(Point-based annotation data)
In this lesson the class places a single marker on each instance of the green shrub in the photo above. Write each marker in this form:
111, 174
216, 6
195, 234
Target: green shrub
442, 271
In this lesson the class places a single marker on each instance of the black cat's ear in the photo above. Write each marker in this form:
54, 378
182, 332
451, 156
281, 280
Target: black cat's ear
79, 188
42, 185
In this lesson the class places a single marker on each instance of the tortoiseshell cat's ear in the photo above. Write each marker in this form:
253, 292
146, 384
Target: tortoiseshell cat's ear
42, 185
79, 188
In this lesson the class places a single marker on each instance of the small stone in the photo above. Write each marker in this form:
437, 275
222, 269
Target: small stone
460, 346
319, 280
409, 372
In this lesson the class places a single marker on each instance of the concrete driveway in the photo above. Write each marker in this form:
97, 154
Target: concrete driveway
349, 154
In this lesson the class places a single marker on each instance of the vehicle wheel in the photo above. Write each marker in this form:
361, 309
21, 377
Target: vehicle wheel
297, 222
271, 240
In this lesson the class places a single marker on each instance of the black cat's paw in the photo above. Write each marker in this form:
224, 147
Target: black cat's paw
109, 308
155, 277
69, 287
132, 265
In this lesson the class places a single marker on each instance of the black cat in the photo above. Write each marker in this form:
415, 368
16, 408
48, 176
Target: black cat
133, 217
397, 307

» **PROBLEM DESCRIPTION**:
Reproduce all of the records above verbatim, preserving every line in its original order.

» **IN RESPONSE**:
In this lesson the class places a single marker on each instance of the green shrub in the photo above. Write each marker in this form:
111, 174
216, 6
195, 234
Target: green shrub
442, 271
In this lesson the class places a single marker on each instance of the black cat's ear in the photo above. Write each marker in this form:
54, 378
182, 332
451, 156
281, 280
Target: black cat's ear
79, 188
42, 185
In this lesson the class places a single marker on each instance of the tortoiseshell cat's ear in the photo above. Write each marker in this form:
253, 292
146, 384
Target: tortoiseshell cat's ear
42, 185
79, 188
In this lesson the class places a single marker on each instance of the small stone in the photo above. Write each marker in this form:
437, 275
222, 269
Target: small stone
460, 346
319, 280
409, 372
In this lesson the class places a single marker on each instance of the concrete driveway in the photo above. Write each marker in this form:
97, 154
Target: concrete driveway
349, 154
In this lesson the class places a single marker on each instance of the vehicle wheel in the photo above. Write each marker in this form:
361, 309
21, 377
Target: vehicle wheel
297, 222
271, 240
In this lesson the class places a single marker on each instance of the black cat's paw in the photo above. Write each marker in this form:
224, 147
Target: black cat's paw
109, 308
155, 277
69, 287
132, 265
In this lesson the class places a single marker on each instance of the black cat in the photo above. Write each marker in this form:
415, 368
16, 408
48, 176
Target: black cat
133, 217
397, 307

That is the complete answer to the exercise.